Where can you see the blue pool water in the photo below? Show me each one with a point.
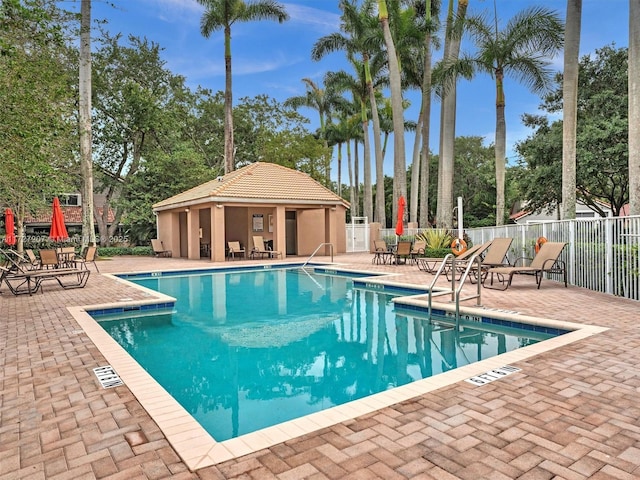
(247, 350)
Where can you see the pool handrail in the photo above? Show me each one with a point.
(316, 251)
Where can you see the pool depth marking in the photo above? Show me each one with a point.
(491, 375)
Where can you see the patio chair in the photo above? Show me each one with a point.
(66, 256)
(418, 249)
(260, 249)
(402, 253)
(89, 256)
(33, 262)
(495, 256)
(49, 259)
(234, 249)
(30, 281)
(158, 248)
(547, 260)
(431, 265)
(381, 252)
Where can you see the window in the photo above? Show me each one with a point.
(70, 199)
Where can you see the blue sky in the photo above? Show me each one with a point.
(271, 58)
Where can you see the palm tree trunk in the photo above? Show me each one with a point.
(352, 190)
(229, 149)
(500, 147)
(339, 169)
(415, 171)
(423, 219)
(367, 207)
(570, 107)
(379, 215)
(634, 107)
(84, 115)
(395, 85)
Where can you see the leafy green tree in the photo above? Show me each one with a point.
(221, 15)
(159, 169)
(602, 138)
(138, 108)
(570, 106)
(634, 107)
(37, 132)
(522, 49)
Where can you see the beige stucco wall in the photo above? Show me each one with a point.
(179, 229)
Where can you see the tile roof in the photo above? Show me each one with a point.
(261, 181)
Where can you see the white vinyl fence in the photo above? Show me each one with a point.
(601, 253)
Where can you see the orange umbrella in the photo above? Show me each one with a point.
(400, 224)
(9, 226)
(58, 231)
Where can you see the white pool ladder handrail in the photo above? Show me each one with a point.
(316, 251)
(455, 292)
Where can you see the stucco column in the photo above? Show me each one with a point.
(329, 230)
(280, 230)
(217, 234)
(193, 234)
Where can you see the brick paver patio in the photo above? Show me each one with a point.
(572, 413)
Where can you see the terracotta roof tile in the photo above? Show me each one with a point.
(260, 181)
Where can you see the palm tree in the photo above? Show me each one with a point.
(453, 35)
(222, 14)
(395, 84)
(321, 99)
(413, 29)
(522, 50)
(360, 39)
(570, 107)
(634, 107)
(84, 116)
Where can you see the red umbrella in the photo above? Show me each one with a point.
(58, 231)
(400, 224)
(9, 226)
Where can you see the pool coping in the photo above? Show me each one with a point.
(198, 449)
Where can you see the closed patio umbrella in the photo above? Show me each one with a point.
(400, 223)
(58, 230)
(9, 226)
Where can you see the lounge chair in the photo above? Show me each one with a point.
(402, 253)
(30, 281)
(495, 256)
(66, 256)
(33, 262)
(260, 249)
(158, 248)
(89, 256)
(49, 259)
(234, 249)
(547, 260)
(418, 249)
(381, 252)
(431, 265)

────────────────────────────────────────

(Your objective) Copy the entries above faithfully and omit every image.

(Final answer)
Where can you see the blue pool water in the photo below? Show me each one with a point.
(247, 350)
Where can you see the pool handrail in the photo above? Show me each one with a point.
(316, 251)
Where can you see the pool depth marking in the photo above? Show me each one with a point.
(491, 375)
Where can you see the patio chair in the photo above? Show me each one with a point.
(66, 256)
(418, 249)
(260, 249)
(402, 253)
(89, 256)
(33, 262)
(495, 256)
(49, 259)
(234, 249)
(30, 281)
(158, 248)
(547, 260)
(431, 265)
(381, 252)
Where can you see the window in the photo above? Show me each one with a point.
(70, 199)
Where can you see the blue sky in the photo above? Show me each one with a point.
(271, 58)
Where can you see the palm tree trunk in the photo above? Show me each one with a point.
(352, 190)
(229, 149)
(500, 147)
(339, 169)
(415, 171)
(423, 219)
(367, 207)
(570, 107)
(379, 215)
(634, 107)
(84, 115)
(395, 85)
Where can you see the leafy green tree in the photo above? Show me each one with a point.
(221, 15)
(159, 169)
(602, 138)
(138, 108)
(570, 106)
(634, 107)
(37, 132)
(522, 49)
Where can you see the beige stucco wall in the photo above? Show me each one with a point.
(179, 229)
Where can you see the tile roof in the photo above? Show me each one with a point.
(261, 181)
Where can you see the white vinyl fence in the photo above? Show me each one with a point.
(601, 253)
Where can you see the orange umbrella in the photo above? Show me each one with a point.
(400, 224)
(9, 226)
(58, 231)
Where can you see the white pool ladder handrail in the photo above? Show me each one with a point.
(316, 251)
(455, 292)
Where can you see the stucco column in the photo above? Show me each one with a point.
(329, 230)
(280, 230)
(217, 234)
(193, 234)
Where can you see the brick paver patio in the photo above? Show me each one with a point.
(572, 413)
Where can you see the terracotta roof tile in the photo above? Show me each one with a point.
(260, 181)
Where can you see the palm tree in the photo above? Show me each one with a point.
(453, 35)
(222, 14)
(395, 84)
(321, 99)
(413, 29)
(522, 50)
(360, 39)
(570, 107)
(634, 107)
(84, 116)
Where can you see the red umbrella in the photo above? Show me each one with a point.
(58, 231)
(400, 224)
(9, 226)
Where can you see the pool coping in the photo above? Show me each one with a point.
(198, 449)
Where can you see the closed patio umbrella in the photo above? Show me each one with a point.
(400, 223)
(58, 230)
(9, 226)
Where can you see the lounge chair in the photo above? Show me each one with a point.
(402, 253)
(30, 281)
(495, 256)
(66, 256)
(33, 262)
(260, 249)
(158, 248)
(89, 256)
(49, 259)
(234, 249)
(547, 260)
(418, 249)
(381, 252)
(431, 265)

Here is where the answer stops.